--- start of Raw records ---

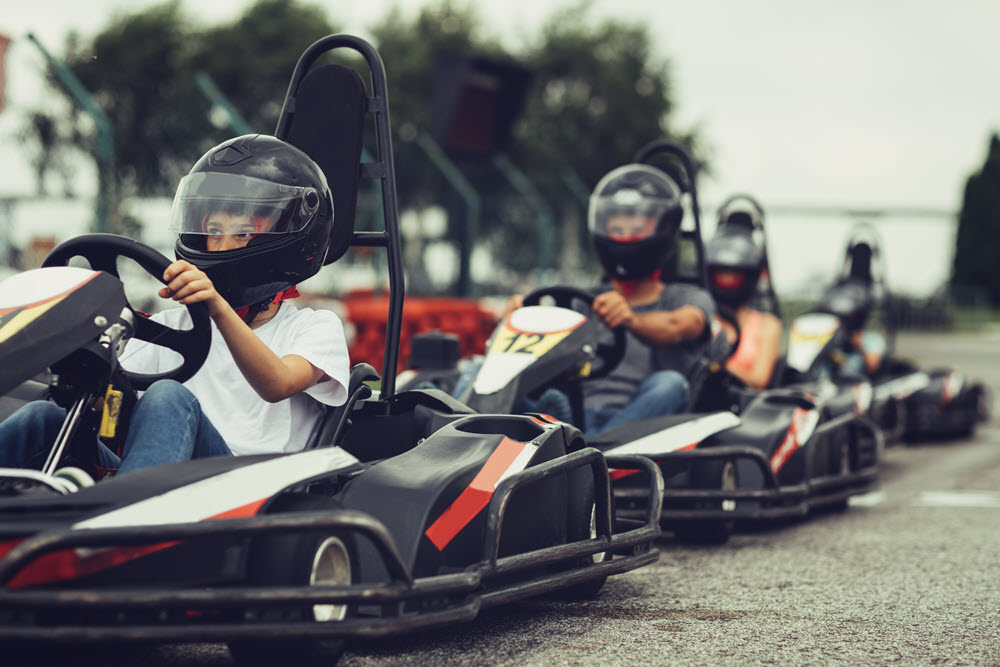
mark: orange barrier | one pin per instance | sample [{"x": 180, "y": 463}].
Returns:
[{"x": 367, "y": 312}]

--- end of Raw records ---
--- start of Raw records ---

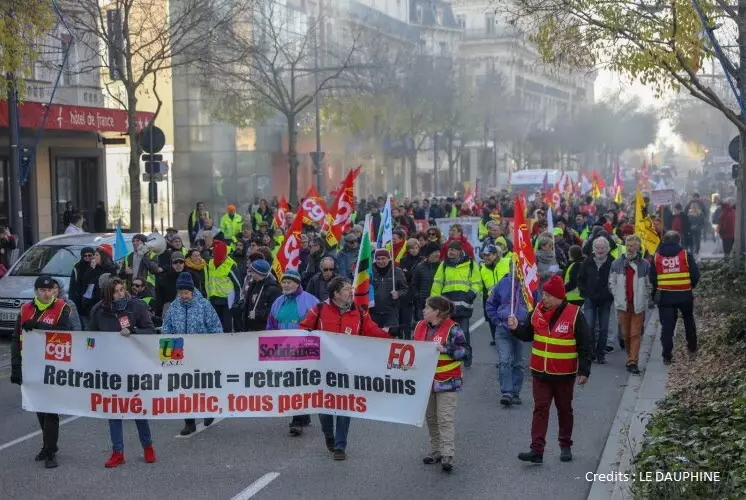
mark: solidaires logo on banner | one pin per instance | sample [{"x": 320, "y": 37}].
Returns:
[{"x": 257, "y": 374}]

--- end of Raw records ---
--- start of Raw records ---

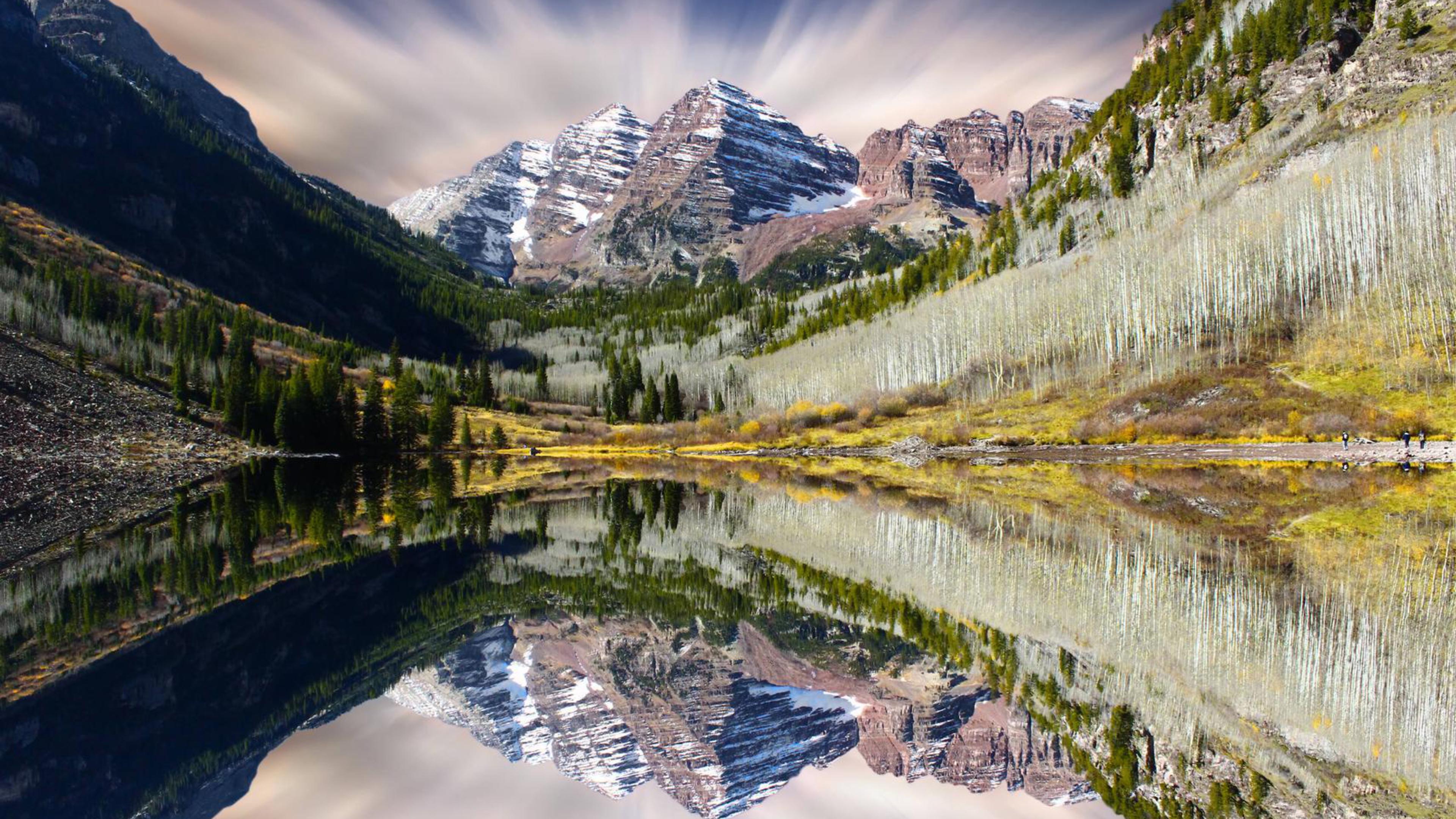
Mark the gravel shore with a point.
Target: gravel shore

--- end of Raw records ---

▸ **Set task**
Gather every line of the material above that contains the string "instance", and copy each one in full.

▸ **Result below**
mark: orange barrier | one pin per instance | sample [{"x": 180, "y": 463}].
mark: solidaires logo on banner | one pin per instance | sample [{"x": 320, "y": 37}].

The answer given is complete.